Retype all of the data below exactly as it appears, leaving out the picture.

▼

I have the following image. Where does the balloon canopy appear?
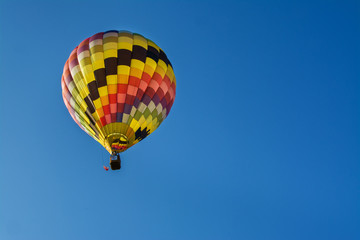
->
[61,31,176,153]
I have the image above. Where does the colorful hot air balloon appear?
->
[61,31,176,169]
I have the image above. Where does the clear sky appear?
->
[0,0,360,240]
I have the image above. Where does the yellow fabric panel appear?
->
[133,34,147,49]
[98,86,108,97]
[106,75,117,86]
[118,65,130,75]
[93,98,103,111]
[104,47,117,58]
[131,59,145,71]
[145,58,157,71]
[100,95,109,106]
[108,84,117,94]
[148,39,160,52]
[130,66,143,79]
[92,59,105,71]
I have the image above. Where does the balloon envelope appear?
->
[61,31,176,153]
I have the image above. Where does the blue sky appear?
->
[0,0,360,240]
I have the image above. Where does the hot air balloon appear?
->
[61,31,176,170]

▲

Response to this task
I have the following image. Where does the balloon canopy appear?
->
[61,31,176,153]
I have the image above. Where does the colorful hot air balloon appear?
->
[61,31,176,169]
I have the image above. Where does the clear sky appear?
->
[0,0,360,240]
I have the image above. Where does the yellow fabric panel appear?
->
[133,34,147,49]
[98,86,108,97]
[106,75,117,86]
[118,65,130,75]
[93,98,103,111]
[104,47,117,58]
[131,59,145,71]
[145,58,157,71]
[100,95,109,106]
[108,84,117,94]
[148,39,160,52]
[130,66,143,79]
[92,59,105,71]
I have the image above. Where does the balloon envelope appear?
->
[61,31,176,153]
I have the image above. Where does the blue sky appear?
->
[0,0,360,240]
I have the image above. Where does the hot air balloon appear?
->
[61,31,176,170]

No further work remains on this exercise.